*Texto extraído*:
····················

Extrema direita ‘requenta’ vídeo suspeito arquivado pelo MP para incriminar Lancellotti

Da esquerda para direita: Jacqueline Tirotti, Júlio Lancellotti e Reginaldo Tirotti (Composição: Mateus Moura/Rede Cenarium)
Marcela Leiros – Da Revista Cenarium

MANAUS (AM) – Depois do Ministério Público de São Paulo ter arquivado denúncia por falta de prova contra o padre Julio Lancellotti, veículos de extrema direita voltaram a requentar vídeos no quais o sacerdote da Igreja Católica aparece, possivelmente, se masturbando para um adolescente de 16 anos.

A Revista Oeste, um site ultraconservador que abriga nomes demitidos da Jovem Pan, apresentou o resultado de uma perícia que aponta que o material é verídico. A narrativa, no entanto, começa a ser desconstruída quando o viés ideológico do veículo de comunicação e de um dos peritos é analisado.

····················

*Registros fornecidos*:
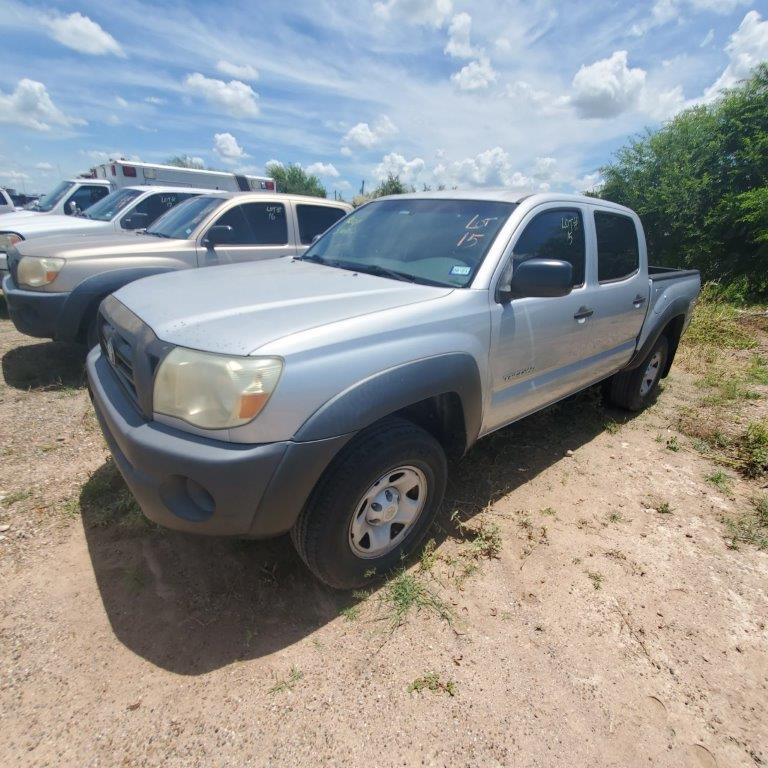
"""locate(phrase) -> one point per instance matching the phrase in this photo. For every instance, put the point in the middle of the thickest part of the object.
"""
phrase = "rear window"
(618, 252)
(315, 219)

····················

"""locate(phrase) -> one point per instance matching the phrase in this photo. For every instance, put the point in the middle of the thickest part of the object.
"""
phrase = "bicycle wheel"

····················

*O que se pede*:
**A)** Indique se cada afirmação concorda com o texto extraído, respondendo sim ou não e citando literalmente as palavras que decidem: (i) o Ministério Público de São Paulo arquivou a denúncia contra o padre por falta de prova; (ii) a Revista Oeste apresentou uma perícia segundo a qual o material é falso; (iii) a reportagem é assinada por Mateus Moura.
**B)** De acordo com o texto extraído, que nomes a Revista Oeste abriga?
As entradas são um material à parte, independente do texto extraído.

*Soluções do exercício*:
**A)**
(i) Sim: "Depois do Ministério Público de São Paulo ter arquivado denúncia por falta de prova contra o padre Julio Lancellotti".
(ii) Não: "apresentou o resultado de uma perícia que aponta que o material é verídico".
(iii) Não: "Marcela Leiros – Da Revista Cenarium".

**B)** Nomes demitidos da Jovem Pan.